Enumera, en el orden en que aparecen, todos los lugares geográficos (ciudades o provincias) que se nombran en el texto sobre Azucena Salpeter.

→ **Fragmento**:
□ □ □

Esta misma mañana, como todas las mañanas, Azucena Salpeter salió al patio. Se arrodilló frente a su huerta bajo el sol límpido de Tolosa y observó con paciencia de artista que todo estuviera bien. La albahaca, el orégano, los zapallos, la lechuga, el ajo porro, el ají, todo lucía colorido y vigoroso. También las frutillas que, cuenta, “dieron casi todo el año”. Se levantó, hizo unos pasos y contempló a las vedettes del jardín: “mis dos rosales preciosas”. Después fue hacia el quincho, que se encuentra en el fondo de la casa, ahí donde jugaban sus hijos cuando eran niños y bailaban de adolescentes, y ahora es su atelier. Se sentó en una banqueta y siguió trabajando en una pintura que hace días la tiene ensimismada. Ahí, en ese “desastre”, como ella llama a su tallercito, entre varios libros apilados de distintos colores y grosores, está su último poemario. A sus 79 años, Azucena Salpeter acaba de publicar Gringa formoseña, su quinto libro.
Cuando Javier Cófreces —director de Ediciones en Danza, sello que publicó el libro— leyó algunos poemas de Azucena, quiso publicarla. “Yo le dije que no, que no tenía ganas de andar haciendo un libro. Él me dijo: ‘Aunque sea dejáselo para tus nietos’. Cuando me dijo eso me tocó el sentimiento”. Finalmente la convenció. Pero Azucena tenía todo escrito en carpetas. “Javier, me va a llevar un trabajo enorme pasar todo”. Todos los días Azucena se sentaba en su computadora y tipeaba sus poemas. Los corregía, los cambiaba, los recortaba, los extendía: los reescribía. Lo que parecía ser un libro más bien breve terminó siendo una obra dividida por capítulos, por temas, por conceptos. En el prólogo, Cófreces dice que se trata de un “auténtico tesoro”, un “antídoto en tiempos de peste”, porque “sin altisonancias ni pompas la poeta trasluce su interioridad, sin pretensiones ni ambages, con una delicadeza lírica particular que conmueve y sacude”.
Los primeros recuerdos que tiene de la poesía son de Formosa. En la escuela le pedían que pasara al frente y recitara en voz alta. Escribir, dice, escribió toda la vida. “Lo más difícil de mi vida fue venirme a La Plata. Resulta que...”, y se zambulle en el mar de sus recuerdos, en los años finales de la década del cincuenta. Tenía quince años. Su hermana estudiaba Farmacia en Tucumán. Ella estaba en el secundario y pronto se anotaría en Medicina. Entonces su padre dijo: “Si se van las dos hijas a estudiar afuera nos vamos todos”. La idea era vender la casa que tenían en Formosa y comprarse, con ese dinero, una en La Plata. Su hermana podría terminar la carrera allí y Azucena empezaría en tiempo y forma. Pero no la podían vender, no aparecía comprador. “Estaba por empezar el ciclo lectivo y a mí se me ocurrió la brillante idea de venirme, que total me las iba a saber arreglar”, dice y se ríe como quien recuerda un viejo chiste.

□ □ □

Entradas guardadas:
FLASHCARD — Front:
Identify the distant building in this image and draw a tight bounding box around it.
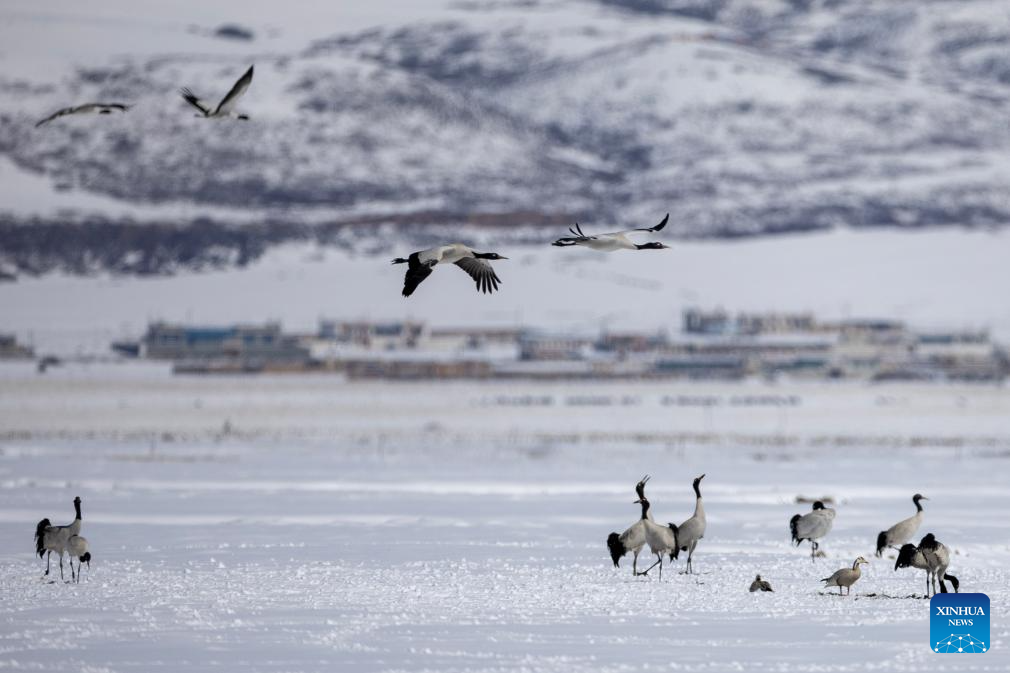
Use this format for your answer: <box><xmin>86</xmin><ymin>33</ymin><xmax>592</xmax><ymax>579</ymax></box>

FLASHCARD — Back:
<box><xmin>142</xmin><ymin>322</ymin><xmax>309</xmax><ymax>363</ymax></box>
<box><xmin>0</xmin><ymin>334</ymin><xmax>35</xmax><ymax>360</ymax></box>
<box><xmin>317</xmin><ymin>320</ymin><xmax>424</xmax><ymax>351</ymax></box>
<box><xmin>682</xmin><ymin>308</ymin><xmax>819</xmax><ymax>335</ymax></box>
<box><xmin>519</xmin><ymin>330</ymin><xmax>593</xmax><ymax>362</ymax></box>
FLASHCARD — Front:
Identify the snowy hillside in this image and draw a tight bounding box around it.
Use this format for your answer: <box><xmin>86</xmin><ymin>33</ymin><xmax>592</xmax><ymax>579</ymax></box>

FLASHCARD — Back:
<box><xmin>0</xmin><ymin>0</ymin><xmax>1010</xmax><ymax>274</ymax></box>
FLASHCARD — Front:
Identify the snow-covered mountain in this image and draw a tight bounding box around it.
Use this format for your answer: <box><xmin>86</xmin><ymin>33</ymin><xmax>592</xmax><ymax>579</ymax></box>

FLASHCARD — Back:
<box><xmin>0</xmin><ymin>0</ymin><xmax>1010</xmax><ymax>274</ymax></box>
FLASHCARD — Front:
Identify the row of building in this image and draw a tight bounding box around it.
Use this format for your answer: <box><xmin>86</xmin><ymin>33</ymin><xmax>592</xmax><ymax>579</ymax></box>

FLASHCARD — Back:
<box><xmin>120</xmin><ymin>309</ymin><xmax>1010</xmax><ymax>381</ymax></box>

□ □ □

→ **Respuesta**: Tolosa, Formosa, La Plata y Tucumán.